● ВЫБРАННЫЙ ФРАГМЕНТ
Гусеничка.
Старшего сына я не пеленала. Он родился на несколько дней позже ориентировочной даты родов, когда моя подруга уже поехала на дачу за листьями малины, чтобы я заварила себе чай, способствующий размягчению шейки матки. А я сидела дома и разговаривала с малышом в животе: «Тебе же там уже тесно. А выйдешь, можно будет ножки распрямить, ручками в разные стороны пошевелить». И когда сын родился, я посчитала, что было бы обманом ограничивать его движения.
С младшим было иначе. Когда он плакал от усталости, я клала его на расправленную пеленку и, придерживая руки вдоль туловища, плотно заматывала. Уже в процессе этой процедуры плач становился тише. Ограниченность движения приносила покой. Оставалось только положить ребенка на живот и погладить по спинке, чтобы помочь ему окончательно заснуть.

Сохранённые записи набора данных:
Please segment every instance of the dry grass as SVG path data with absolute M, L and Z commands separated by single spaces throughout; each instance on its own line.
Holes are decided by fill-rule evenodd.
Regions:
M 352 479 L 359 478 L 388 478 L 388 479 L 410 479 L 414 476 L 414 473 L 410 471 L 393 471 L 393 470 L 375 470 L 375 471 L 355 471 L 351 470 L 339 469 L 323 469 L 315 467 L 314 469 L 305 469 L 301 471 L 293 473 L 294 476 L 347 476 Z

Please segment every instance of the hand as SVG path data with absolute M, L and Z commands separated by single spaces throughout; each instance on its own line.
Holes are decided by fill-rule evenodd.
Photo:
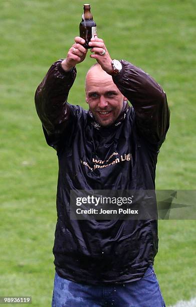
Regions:
M 75 43 L 72 45 L 68 51 L 67 57 L 61 63 L 61 66 L 65 71 L 69 71 L 76 64 L 85 59 L 88 49 L 82 45 L 85 41 L 79 36 L 75 38 Z
M 102 69 L 105 70 L 109 75 L 113 72 L 113 68 L 111 62 L 112 59 L 105 46 L 104 42 L 101 39 L 98 37 L 93 37 L 89 43 L 89 46 L 92 47 L 91 52 L 94 54 L 91 54 L 90 57 L 96 59 L 101 65 Z M 104 52 L 105 51 L 105 52 Z M 101 53 L 103 54 L 101 55 Z

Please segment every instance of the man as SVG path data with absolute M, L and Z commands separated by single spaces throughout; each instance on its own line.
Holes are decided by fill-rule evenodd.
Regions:
M 86 80 L 89 111 L 68 104 L 75 66 L 87 54 L 84 41 L 75 41 L 35 95 L 47 142 L 59 160 L 52 305 L 164 306 L 152 267 L 157 221 L 73 220 L 70 202 L 71 190 L 154 189 L 169 126 L 166 95 L 141 69 L 112 60 L 95 38 L 90 57 L 98 64 Z

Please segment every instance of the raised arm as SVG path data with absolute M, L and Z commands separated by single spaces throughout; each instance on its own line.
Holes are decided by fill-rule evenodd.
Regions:
M 75 41 L 66 59 L 52 65 L 35 93 L 37 112 L 47 142 L 53 147 L 73 115 L 67 98 L 76 76 L 75 66 L 84 60 L 87 53 L 81 45 L 85 41 L 78 37 Z
M 161 87 L 148 74 L 126 61 L 121 61 L 120 72 L 113 74 L 111 58 L 103 40 L 93 38 L 89 45 L 94 52 L 91 57 L 112 75 L 114 83 L 132 105 L 139 132 L 148 142 L 160 147 L 169 122 L 166 97 Z
M 166 94 L 148 74 L 128 62 L 121 62 L 122 71 L 113 77 L 113 81 L 132 105 L 140 132 L 160 146 L 169 123 Z

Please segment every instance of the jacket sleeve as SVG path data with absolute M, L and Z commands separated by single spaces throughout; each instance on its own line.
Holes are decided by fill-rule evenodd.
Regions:
M 67 100 L 76 76 L 76 70 L 74 68 L 66 72 L 61 67 L 62 61 L 60 60 L 52 65 L 35 96 L 36 110 L 47 142 L 54 148 L 73 116 Z
M 159 148 L 169 127 L 169 110 L 165 92 L 152 78 L 128 62 L 113 80 L 131 102 L 137 128 L 147 140 Z

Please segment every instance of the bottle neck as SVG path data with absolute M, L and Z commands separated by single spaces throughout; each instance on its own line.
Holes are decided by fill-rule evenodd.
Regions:
M 93 19 L 90 6 L 84 7 L 84 17 L 85 19 Z

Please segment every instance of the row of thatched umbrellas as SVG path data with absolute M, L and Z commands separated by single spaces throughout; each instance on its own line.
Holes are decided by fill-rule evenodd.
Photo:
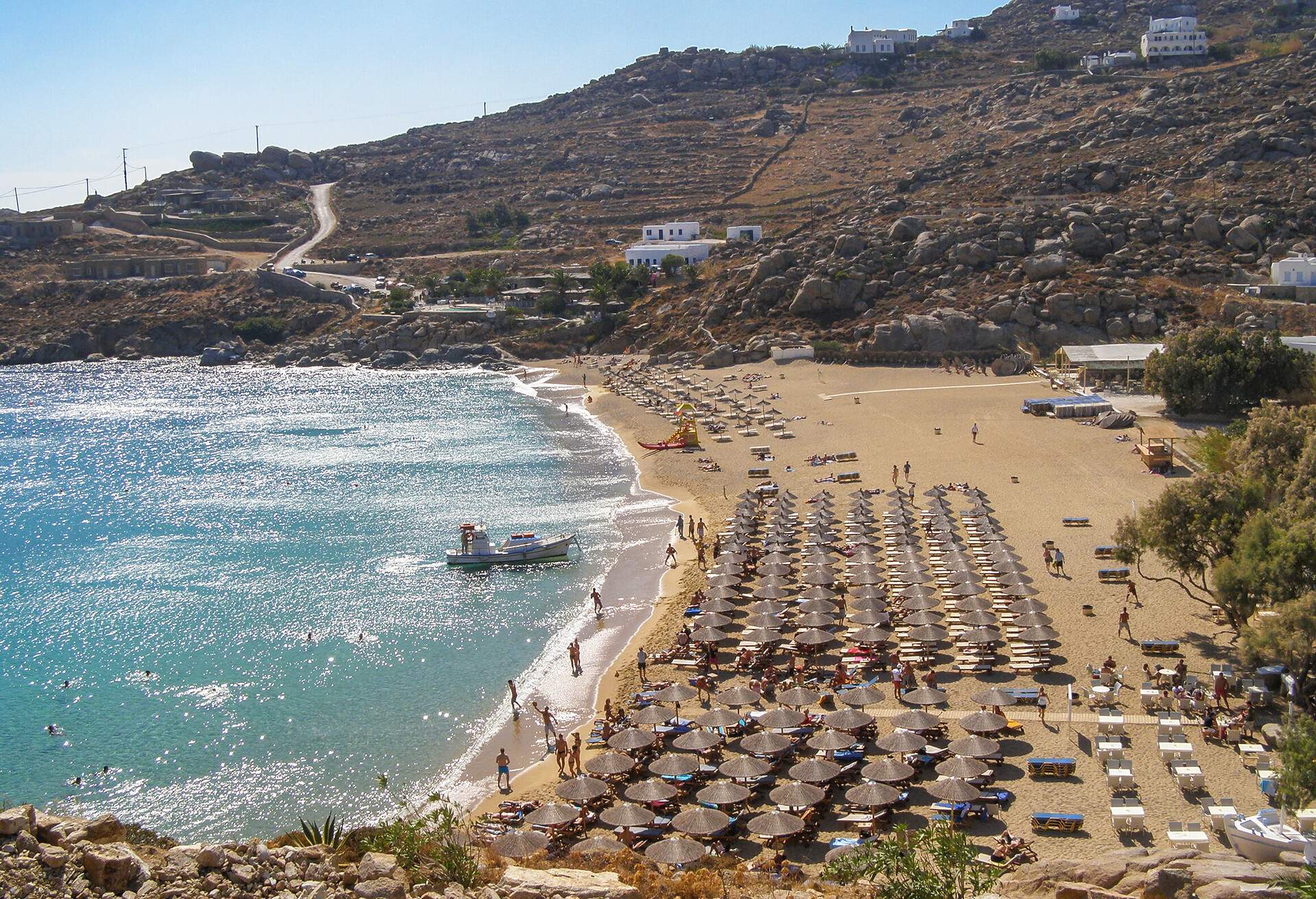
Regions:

● СУТЬ ЗАДАНИЯ
Определите, согласуются ли с отрывком о пеленании приведённые ниже утверждения. Для каждого ответьте «да» или «нет» и дословно процитируйте решающие слова отрывка.
1. Старшего сына пеленали.
2. Старший сын родился раньше ориентировочной даты родов.
3. Когда младшего сына пеленали, его плач становился тише.

● РЕЗУЛЬТАТ ЗАДАНИЯ
1. Нет: «Старшего сына я не пеленала».
2. Нет: «Он родился на несколько дней позже ориентировочной даты родов».
3. Да: «Уже в процессе этой процедуры плач становился тише».